* [作業内容]
(a) 下のページ抜粋で高地の産地の例として挙げられている国名を、すべて書き出してください。
(b) 下のリストの全行を、画像だけ除いて一字一句そのまま書き写してください。

* [ページ抜粋]

いろどりこーひーでは、様々な産地のコーヒー豆を扱っていますが、時折お客様から「この豆、なんだか明るくて果物みたいですね」とか「こっちは飲みやすくて、優しい味」といったお声をいただくことがあります
実はそれ、コーヒー豆が育った“ふるさと”の違いによって生まれた風味なのです
「国ごとの味の違い」...なんて言い方をすることもありますが、それが起こるのも「その国が地球上のどんな場所(主に緯度)で、どんな地形のところか」が、味の傾向を大きく左右します
中でも、とくに大きな影響を与えるのが「標高」です。標高が高い場所ほど、昼と夜の気温差(寒暖差)が大きくなります。すると、コーヒーの木はゆっくりと実を育んでいくようになります。その“ゆっくり”の中で、果実の中にはしっかりとした酸が育ち、それが「フルーティ」「フローラル」「ジューシー」といった、個性的で華やかな風味につながっていくのです
因みにコーヒーの木は開花後、数ミリの小さな緑の実を結実します。その後その実はゆっくり成長し、やがて黄色からオレンジ、そして真っ赤に熟していきます。こうして開花から収穫までには8〜9ヶ月もの月日が掛かります
そこで高地の産地は例えば以下のような国々です:
エチオピアやケニア、タンザニアなどアフリカの国々
中米の中でも、標高の高いグァテマラなど
こうした場所の豆は、まさに「香りを楽しむコーヒー」とも言えるような華やかさや、果実のような酸が魅力です。(「酸」と言っても決して酸っぱさの度合いではなく、これら質の良い酸がそれぞれの魅力的な風味を演出します)

* [提供情報]
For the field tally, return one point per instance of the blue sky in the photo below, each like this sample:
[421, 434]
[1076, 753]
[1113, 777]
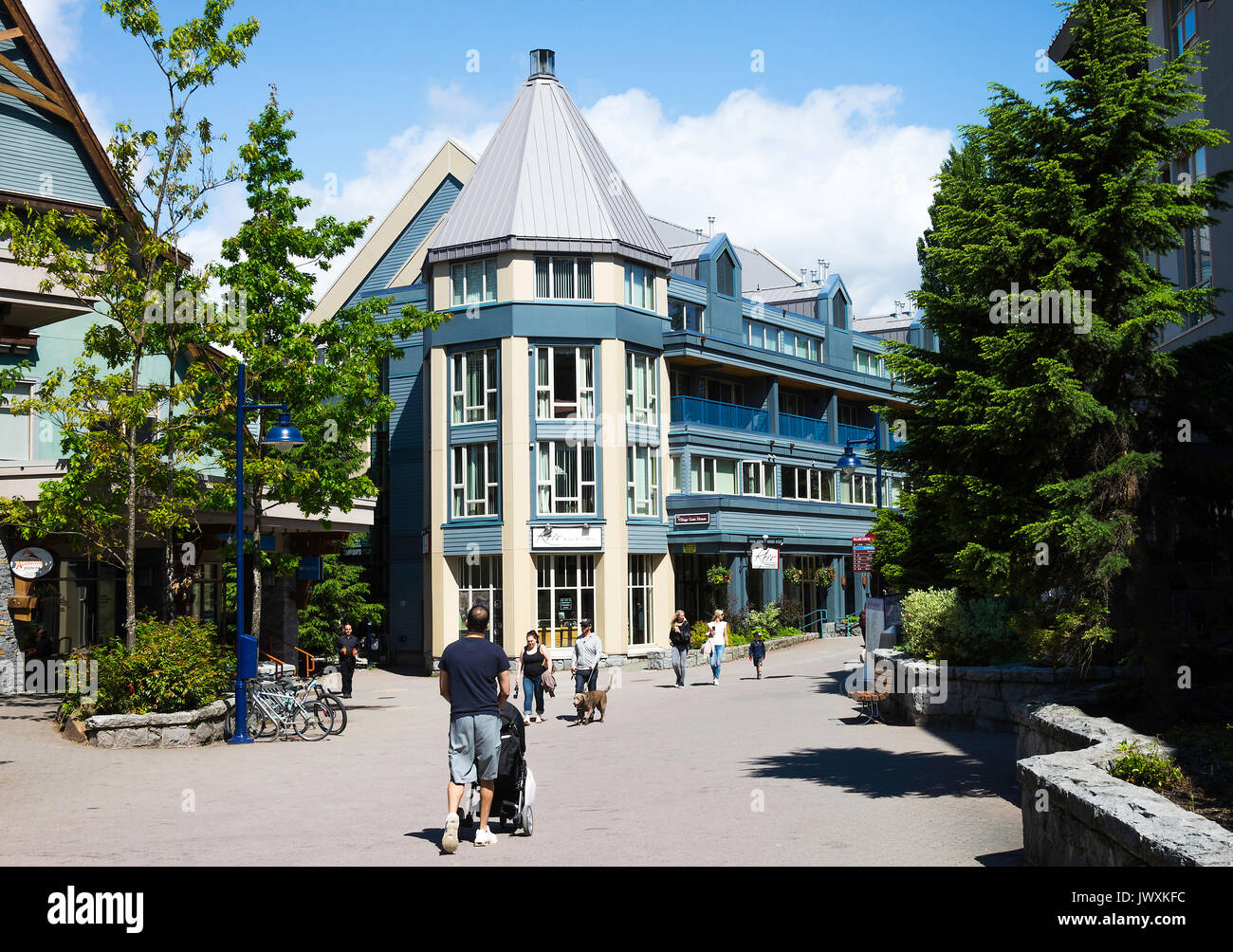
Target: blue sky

* [解答一覧]
(a) エチオピア、ケニア、タンザニア、グァテマラ

(b)
For the field tally, return one point per instance of the blue sky in the photo below, each like this sample:
[421, 434]
[1076, 753]
[1113, 777]
Target: blue sky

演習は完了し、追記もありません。